EXTRACT:
________

To be clear PMs are worth every penny - I wouldnt do that job for love nor money!
So now that you’ve moved from PM into sales, do you take a realistic approach to what can be achieved in the timescales or do you just focus on making the sale and leave it to the PM to sort out!

cavey76

419 posts

146 months

Friday 1st July 2022
quotequote all
Chozza said:
cavey76 said:
intense pressure to deliver on what sales sold, manage the budget which sales/mgmt want to complete too - often unrealistic, motivate/manage the kind of rapscallions who inhabit this forum and think they are hard done by. Me? Hated it so got the flock out of dodge and went to sales, same pressure, better pay and deal with less twunts!
!
:-) wonder what your PMs think of you now
said from the perspective of when I was the PM and watching others sell or listen to others complain. The company i worked for when i first jumped from PM to sales had PMs kept as a seperate entity from the rest of services. Effectively everyone hated the PMs...they weren't quite sales, they weren't quite Services.

It helped create some tension, a positive tension, where the PM was the budget owner accountable to bottom line and the view of the customer. This created an environment where the PM had to cajole more for less from Services. In an imperfect environment that meant for lots of development of your soft skills which was probably how i got to sales.

cavey76

419 posts

146 months

Friday 1st July 2022
quotequote all
Percy Cushion said:
So now that you’ve moved from PM into sales, do you take a realistic approach to what can be achieved in the timescales or do you just focus on making the sale and leave it to the PM to sort out!
Moved companies during the pandemic, adjacent technology but not identical and high levels of complexity, (deployment of contact centre SW). I am entirely at the mercy of my PMs as i simply have no experience of how long it takes to deploy a "Workforce Management System". So, Yes, I am. Utterly at PMs mercy.

In my previous place where i had climbed the ladder from being the techy/eng to being the PM to sales, i knew when someone was trying to take the p*ss as i had worked from the ground up and would flinch test scope and timeline. I could usually save 10-20% out of the budget making me wildly popular with our customers. Thats the benefit of spending time within a single org, 12 years in that case, the last 7 in sales.

I have utmost respect for PMs, its an unglamorous role, which isn't typically rewarded for over performance but shares a similar stress level to front line sales who do enjoy those rewards. If a PM has got to a place he/she is making £100K+ yr my thinking is good on them as they have probably got to a point in life where they can deal with the stress levels.

Used to manage/sell into a certain UK mobile carrier and they were impressive for their ability to churn through Project Officers/Managers/Program Managers/Portfolio Managers....not sure if i ever met the same one twice.

I am sure that cant be good for achieving success....but we are way off topic now. I shall shush.

________

Items from a data source:
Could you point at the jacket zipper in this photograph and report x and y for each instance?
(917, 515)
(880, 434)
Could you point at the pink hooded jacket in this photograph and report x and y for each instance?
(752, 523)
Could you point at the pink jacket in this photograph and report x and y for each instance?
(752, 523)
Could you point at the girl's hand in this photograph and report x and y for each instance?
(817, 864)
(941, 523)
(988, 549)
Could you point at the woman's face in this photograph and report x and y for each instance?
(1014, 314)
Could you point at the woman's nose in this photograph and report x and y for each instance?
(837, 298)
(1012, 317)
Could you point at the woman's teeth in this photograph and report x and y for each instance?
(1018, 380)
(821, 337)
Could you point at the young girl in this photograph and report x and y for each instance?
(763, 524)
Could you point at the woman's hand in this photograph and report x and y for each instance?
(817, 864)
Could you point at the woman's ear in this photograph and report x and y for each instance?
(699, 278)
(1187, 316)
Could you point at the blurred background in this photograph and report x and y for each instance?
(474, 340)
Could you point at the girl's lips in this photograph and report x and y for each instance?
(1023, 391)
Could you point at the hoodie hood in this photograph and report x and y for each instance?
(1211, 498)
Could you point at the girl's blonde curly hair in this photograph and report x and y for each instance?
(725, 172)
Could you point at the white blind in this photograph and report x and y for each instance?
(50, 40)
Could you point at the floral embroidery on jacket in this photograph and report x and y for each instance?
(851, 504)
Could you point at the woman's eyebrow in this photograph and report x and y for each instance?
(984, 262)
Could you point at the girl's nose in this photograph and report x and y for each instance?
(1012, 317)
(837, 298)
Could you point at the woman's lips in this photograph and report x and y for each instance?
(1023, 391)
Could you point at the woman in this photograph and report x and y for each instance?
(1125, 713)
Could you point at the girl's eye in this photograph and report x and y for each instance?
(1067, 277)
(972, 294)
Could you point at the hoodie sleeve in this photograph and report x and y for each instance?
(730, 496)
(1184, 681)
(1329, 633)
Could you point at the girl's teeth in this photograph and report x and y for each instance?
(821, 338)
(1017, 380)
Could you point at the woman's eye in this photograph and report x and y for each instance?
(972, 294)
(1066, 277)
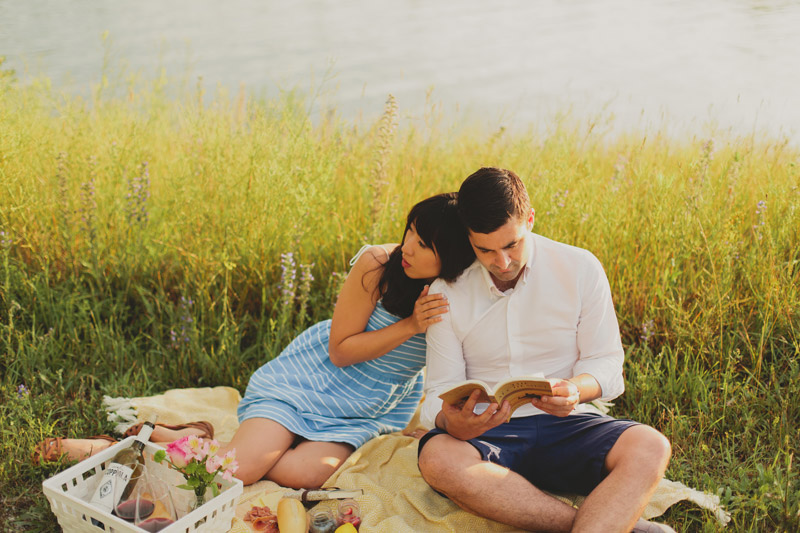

________

STUDY QUESTIONS:
A. In the forum thread, how long did cavey76 spend at the previous organization, and how much of that time was in sales?
B. For each statement, say yes or no depending on whether the forum thread agrees with it, and quote the words that decide it: (i) cavey76 says it was usually possible to save 10-20% of the budget. (ii) At the company where cavey76 first moved from PM to sales, the PMs were part of Services. (iii) cavey76 changed companies during the pandemic.
C. List every forum username that appears in the forum thread.

PROBLEM SOLUTIONS:
A. Twelve years, the last seven of them in sales.

B.
(i) Yes: "I could usually save 10-20% out of the budget"
(ii) No: "had PMs kept as a seperate entity from the rest of services"
(iii) Yes: "Moved companies during the pandemic"

C. cavey76, Chozza, Percy Cushion